(Dataset entries)
# # # #
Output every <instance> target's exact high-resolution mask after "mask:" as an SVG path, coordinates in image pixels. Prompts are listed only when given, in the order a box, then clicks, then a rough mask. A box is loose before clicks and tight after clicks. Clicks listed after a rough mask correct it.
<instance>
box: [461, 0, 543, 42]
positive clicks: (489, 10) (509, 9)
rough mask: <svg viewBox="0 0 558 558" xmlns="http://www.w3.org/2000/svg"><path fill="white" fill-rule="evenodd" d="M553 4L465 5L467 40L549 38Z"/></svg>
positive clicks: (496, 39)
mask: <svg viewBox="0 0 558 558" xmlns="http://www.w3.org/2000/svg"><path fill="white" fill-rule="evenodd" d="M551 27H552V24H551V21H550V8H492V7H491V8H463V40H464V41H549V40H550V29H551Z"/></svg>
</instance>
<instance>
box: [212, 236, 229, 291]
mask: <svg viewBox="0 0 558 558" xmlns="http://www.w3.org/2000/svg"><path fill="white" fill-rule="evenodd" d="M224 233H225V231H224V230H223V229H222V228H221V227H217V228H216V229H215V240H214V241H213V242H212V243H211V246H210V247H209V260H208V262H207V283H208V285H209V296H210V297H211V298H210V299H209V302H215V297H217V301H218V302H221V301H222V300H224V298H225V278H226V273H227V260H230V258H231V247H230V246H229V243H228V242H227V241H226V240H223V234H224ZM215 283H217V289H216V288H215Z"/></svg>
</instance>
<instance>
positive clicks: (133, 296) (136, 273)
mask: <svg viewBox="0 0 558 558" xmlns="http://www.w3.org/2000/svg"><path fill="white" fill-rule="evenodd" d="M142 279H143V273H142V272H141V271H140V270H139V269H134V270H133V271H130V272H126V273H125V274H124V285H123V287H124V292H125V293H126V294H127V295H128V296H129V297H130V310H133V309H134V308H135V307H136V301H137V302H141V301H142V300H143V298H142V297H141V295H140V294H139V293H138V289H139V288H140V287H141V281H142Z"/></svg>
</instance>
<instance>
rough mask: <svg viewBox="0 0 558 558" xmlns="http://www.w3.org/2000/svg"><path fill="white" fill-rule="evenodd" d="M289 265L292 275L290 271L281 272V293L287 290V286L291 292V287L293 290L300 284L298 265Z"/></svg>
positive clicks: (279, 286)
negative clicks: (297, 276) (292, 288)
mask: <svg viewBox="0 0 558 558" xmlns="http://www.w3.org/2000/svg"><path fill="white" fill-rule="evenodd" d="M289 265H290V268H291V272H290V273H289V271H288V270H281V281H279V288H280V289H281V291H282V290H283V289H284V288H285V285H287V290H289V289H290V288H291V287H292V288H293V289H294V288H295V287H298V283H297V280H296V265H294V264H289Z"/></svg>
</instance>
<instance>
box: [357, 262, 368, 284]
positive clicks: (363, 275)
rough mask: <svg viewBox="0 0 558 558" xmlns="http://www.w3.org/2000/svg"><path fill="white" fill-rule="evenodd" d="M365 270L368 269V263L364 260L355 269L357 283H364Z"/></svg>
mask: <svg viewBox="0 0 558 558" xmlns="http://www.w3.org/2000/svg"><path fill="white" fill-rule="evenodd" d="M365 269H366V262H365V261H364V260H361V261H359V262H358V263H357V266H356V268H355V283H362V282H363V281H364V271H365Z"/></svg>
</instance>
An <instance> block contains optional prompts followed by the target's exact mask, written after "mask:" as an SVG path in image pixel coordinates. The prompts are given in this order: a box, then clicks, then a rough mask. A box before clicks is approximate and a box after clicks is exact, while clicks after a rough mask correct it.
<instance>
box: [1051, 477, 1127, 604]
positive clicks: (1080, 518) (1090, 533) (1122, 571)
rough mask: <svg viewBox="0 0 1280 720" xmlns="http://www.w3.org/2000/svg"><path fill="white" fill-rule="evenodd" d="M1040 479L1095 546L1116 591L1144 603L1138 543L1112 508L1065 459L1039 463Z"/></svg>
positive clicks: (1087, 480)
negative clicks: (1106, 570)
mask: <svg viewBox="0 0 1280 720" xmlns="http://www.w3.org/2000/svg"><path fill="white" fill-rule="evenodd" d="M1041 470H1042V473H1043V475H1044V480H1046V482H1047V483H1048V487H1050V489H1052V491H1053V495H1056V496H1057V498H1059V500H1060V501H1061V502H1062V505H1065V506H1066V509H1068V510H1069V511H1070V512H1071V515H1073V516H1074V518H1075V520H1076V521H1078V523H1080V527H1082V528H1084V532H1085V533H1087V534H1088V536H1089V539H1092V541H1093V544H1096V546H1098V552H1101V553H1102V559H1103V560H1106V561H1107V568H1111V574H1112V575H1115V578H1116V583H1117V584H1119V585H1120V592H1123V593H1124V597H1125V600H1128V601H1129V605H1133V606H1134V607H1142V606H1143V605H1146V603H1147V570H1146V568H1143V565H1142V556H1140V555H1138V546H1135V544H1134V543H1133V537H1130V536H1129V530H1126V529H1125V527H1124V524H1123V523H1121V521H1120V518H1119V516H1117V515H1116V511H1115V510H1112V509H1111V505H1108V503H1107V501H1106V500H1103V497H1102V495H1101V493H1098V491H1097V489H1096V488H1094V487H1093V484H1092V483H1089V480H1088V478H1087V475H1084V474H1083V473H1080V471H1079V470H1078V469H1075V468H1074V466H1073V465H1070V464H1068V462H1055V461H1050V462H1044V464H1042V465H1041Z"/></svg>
# # # #
[WORK ITEM] Looking at the records above, return exactly the lines from the line with "265L292 275L290 271L281" to the line with "positive clicks: (279, 286)", both ends included.

[YOUR SOLUTION]
rough mask: <svg viewBox="0 0 558 558" xmlns="http://www.w3.org/2000/svg"><path fill="white" fill-rule="evenodd" d="M289 265L292 275L290 271L281 272V293L287 290V286L291 292V287L293 290L300 284L298 265Z"/></svg>
positive clicks: (279, 286)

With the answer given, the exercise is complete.